====== Supplied records ======

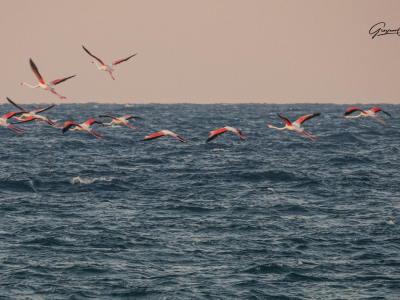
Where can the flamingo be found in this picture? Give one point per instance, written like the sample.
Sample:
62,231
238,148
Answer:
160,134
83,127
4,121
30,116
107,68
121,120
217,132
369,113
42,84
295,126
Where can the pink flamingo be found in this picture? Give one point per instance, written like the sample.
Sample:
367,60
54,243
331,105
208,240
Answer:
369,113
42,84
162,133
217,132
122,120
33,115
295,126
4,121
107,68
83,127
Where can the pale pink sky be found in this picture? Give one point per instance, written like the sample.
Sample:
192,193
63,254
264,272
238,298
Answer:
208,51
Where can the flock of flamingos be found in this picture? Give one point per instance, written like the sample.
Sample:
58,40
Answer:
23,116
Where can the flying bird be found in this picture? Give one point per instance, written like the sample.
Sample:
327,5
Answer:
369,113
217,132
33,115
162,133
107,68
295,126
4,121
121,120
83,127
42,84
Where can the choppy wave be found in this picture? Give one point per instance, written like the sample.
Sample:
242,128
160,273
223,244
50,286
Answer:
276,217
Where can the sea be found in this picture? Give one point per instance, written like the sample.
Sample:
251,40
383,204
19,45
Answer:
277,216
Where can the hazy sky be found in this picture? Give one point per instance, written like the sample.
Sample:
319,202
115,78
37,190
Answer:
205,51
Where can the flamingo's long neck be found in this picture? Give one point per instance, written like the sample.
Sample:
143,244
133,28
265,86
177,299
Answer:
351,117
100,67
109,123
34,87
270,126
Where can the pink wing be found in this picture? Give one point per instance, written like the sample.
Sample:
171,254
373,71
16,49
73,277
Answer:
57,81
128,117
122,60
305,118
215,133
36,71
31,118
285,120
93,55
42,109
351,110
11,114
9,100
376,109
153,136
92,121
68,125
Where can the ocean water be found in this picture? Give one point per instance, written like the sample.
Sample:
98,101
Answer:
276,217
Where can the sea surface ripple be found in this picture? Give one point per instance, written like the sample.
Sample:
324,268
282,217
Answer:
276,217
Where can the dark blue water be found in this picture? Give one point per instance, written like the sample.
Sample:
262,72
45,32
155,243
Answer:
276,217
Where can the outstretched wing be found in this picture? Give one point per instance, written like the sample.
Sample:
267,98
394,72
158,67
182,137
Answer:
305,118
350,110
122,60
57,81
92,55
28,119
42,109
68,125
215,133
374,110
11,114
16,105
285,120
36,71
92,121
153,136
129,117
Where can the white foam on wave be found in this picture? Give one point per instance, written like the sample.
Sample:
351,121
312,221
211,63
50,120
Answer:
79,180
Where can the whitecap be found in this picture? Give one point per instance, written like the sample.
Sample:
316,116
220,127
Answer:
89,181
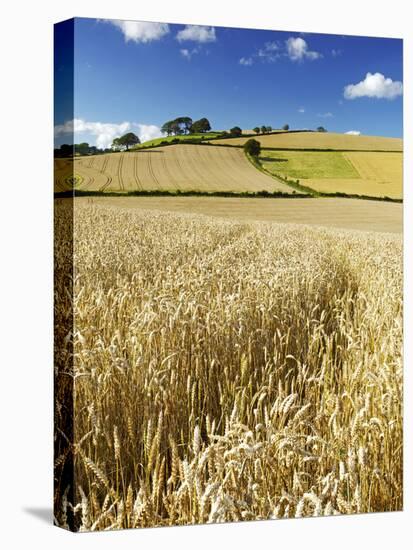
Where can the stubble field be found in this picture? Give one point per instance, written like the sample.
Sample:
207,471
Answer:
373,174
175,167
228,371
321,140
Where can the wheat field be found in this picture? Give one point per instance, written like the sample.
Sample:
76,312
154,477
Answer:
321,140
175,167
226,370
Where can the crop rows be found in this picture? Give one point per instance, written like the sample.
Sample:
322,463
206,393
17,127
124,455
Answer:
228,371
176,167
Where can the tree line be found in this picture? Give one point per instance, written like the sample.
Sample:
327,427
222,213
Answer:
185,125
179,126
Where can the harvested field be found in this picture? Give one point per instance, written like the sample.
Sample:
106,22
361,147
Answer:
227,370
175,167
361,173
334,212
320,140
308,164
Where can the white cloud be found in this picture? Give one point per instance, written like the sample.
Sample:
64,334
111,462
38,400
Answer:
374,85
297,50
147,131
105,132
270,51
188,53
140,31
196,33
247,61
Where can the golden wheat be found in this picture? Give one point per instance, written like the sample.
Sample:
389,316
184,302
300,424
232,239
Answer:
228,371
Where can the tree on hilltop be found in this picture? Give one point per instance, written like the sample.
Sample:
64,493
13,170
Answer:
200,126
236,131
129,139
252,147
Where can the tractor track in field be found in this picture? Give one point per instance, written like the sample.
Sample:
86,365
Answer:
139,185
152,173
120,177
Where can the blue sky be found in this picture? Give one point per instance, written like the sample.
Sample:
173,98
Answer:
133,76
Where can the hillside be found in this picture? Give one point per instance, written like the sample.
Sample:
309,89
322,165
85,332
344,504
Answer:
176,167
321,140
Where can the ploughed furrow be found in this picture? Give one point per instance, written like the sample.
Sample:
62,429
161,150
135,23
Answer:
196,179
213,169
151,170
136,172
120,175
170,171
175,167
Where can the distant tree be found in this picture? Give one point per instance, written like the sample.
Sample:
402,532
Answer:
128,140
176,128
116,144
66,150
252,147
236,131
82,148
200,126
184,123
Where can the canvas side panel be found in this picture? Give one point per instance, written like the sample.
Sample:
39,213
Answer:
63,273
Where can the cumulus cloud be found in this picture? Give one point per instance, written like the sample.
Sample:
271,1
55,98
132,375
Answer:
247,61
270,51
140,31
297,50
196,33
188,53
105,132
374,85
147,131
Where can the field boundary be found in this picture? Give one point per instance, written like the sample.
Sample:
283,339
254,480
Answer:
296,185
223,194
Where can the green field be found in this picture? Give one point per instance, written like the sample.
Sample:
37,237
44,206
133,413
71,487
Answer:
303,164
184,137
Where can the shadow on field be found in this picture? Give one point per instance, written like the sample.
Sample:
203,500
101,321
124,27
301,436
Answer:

======

§ **Goal**: Copy the whole of the material above exactly, but not its images.

§ **Exercise result**:
Where can the flamingo be found in this picture? Give one point per instance, written like the sample.
Sample:
62,231
238,148
Answer:
160,134
83,127
4,121
30,116
107,68
121,120
217,132
369,113
42,84
295,126
Where can the pink flamingo be found in this picture? Give one point per instance, written like the sample.
Sample:
367,60
54,243
331,105
208,240
Answer:
369,113
42,84
162,133
217,132
122,120
33,115
295,126
4,121
107,68
83,127
Where can the pale pink sky be found in this picture? Give one point per instance, written like the sample.
Sample:
192,193
63,254
264,272
238,298
Answer:
208,51
Where can the flock of flamingos be found in this picture? Give one point per instance, written like the sample.
Sample:
58,40
Answer:
23,116
Where can the flying bird be found in this picture? Give one point per instance, written like the sample.
Sample:
327,5
Answer:
369,113
217,132
33,115
162,133
107,68
295,126
4,121
121,120
83,127
42,84
Where can the choppy wave be found in this picture? Give one point per instance, written like the sample.
Sample:
242,128
160,273
223,244
50,286
Answer:
276,217
Where can the sea be found in this picture? Give one point per instance, written like the sample.
Sample:
251,40
383,204
19,45
Answer:
277,216
Where can the hazy sky be found in this picture? Give one point per instance, written like the sample.
Sample:
319,202
115,78
37,190
Answer:
205,51
Where can the flamingo's long neck be found in this picture? Give one point per instance, written like the sample.
Sample:
143,244
133,28
265,86
177,299
Answer:
351,117
100,67
109,123
34,87
270,126
Where can the pink wing be found in this picture? Give one point per instance, written like the sample.
Sample:
171,254
373,71
16,49
73,277
Answer:
57,81
128,117
122,60
305,118
215,133
36,71
31,118
285,120
93,55
42,109
351,110
11,114
9,100
376,109
153,136
92,121
68,125
Where can the ocean water be found in this picture? Give one point per instance, written like the sample.
Sample:
98,101
Answer:
276,217
Where can the sea surface ripple be found in this picture? Give one point per instance, written like the sample.
Sample:
324,268
282,217
Answer:
276,217
Where can the dark blue water be found in this picture? Give one point per instance, written like the sample.
Sample:
262,72
45,32
155,243
Answer:
276,217
Where can the outstretched wing be found in this picture? Give one point per instance, written like the sample.
Sample:
267,98
394,72
158,67
182,137
Answer:
305,118
350,110
122,60
57,81
92,55
28,119
42,109
68,125
215,133
374,110
11,114
16,105
285,120
36,71
92,121
153,136
129,117
Where can the white foam on wave be found in this picture? Give one point per instance, written like the sample.
Sample:
351,121
312,221
211,63
50,120
Answer:
79,180
Where can the whitecap be found in this picture? Give one point per instance, written like the sample.
Sample:
316,116
220,127
Answer:
89,181
Where can the stubble field be found in this picture? Give one point per instance, written like the sample.
Sample:
207,471
Answer:
373,174
175,167
228,371
321,140
Where can the wheat field be found in this picture? Give one point per instance, written like the sample.
Sample:
76,312
154,477
Answer:
321,140
175,167
226,370
Where can the crop rows be found in this picture? Give one point per instance, written like the sample.
Sample:
322,463
206,393
17,127
124,455
Answer:
228,371
176,167
Where can the tree line be found in this picture? Give one point per instance, written like the sample.
Sample:
327,427
222,213
Answer:
185,125
179,126
Where can the harvested field be found in this picture? Give one point per instance, written like the sample.
Sample:
106,22
361,147
Answer:
227,370
175,167
361,173
334,212
320,140
308,164
Where can the white cloud be found in this picture? Give one point per instance, written like the sample.
Sample:
64,334
111,462
38,400
Answer:
374,85
297,50
147,131
105,132
270,51
188,53
140,31
196,33
247,61
Where can the golden wheat be found in this picture? Give one point per instance, written like the sample.
Sample:
389,316
184,302
300,424
232,239
Answer:
228,371
Where can the tree on hilltop be found in this picture? Give one point per instance, written like the sample.
Sample:
64,493
13,170
Answer:
200,126
236,131
129,139
252,147
Where can the tractor track in field be found in this picture? Give one point per instance, written like the sample.
Sample:
86,365
Answer:
139,185
152,173
120,177
Where can the blue sky be found in this picture? Give one point per instance, written like the sample.
Sample:
173,98
Answer:
133,76
Where can the hillside be found in this picture? Give one point per instance, written like the sample.
Sample:
309,89
322,165
85,332
344,504
Answer:
176,167
321,140
Where can the ploughed furrow be found in this picture? Give one point per instance, written like the sample.
Sample:
62,429
161,150
135,23
Answer:
196,179
213,169
151,170
136,172
120,175
170,171
175,167
Where can the distant tree be found in this picture? Give one point per instance, written like the sample.
Sample:
402,532
Answer:
128,140
176,128
116,144
66,150
252,147
236,131
82,148
200,126
184,123
Where can the canvas side panel be found in this picture? Give one point per instance, written like the sample.
Sample:
39,213
Answer:
63,273
Where can the cumulus cloud be found in this picture? Give one point per instance, written like the sample.
Sample:
271,1
55,98
132,375
Answer:
247,61
270,51
140,31
297,50
196,33
188,53
105,132
374,85
147,131
Where can the field boundary be found in this picture? Give one point per instance, written like the sample.
Sample:
283,339
254,480
Answer:
296,185
223,194
Where can the green field be found in this picture? Give one point per instance, written like the sample.
Sample:
37,237
44,206
133,413
71,487
Answer:
303,164
184,137
Where can the shadow on field be found in this picture? Give one point per instance, written like the sample.
Sample:
203,500
101,321
124,27
301,436
Answer:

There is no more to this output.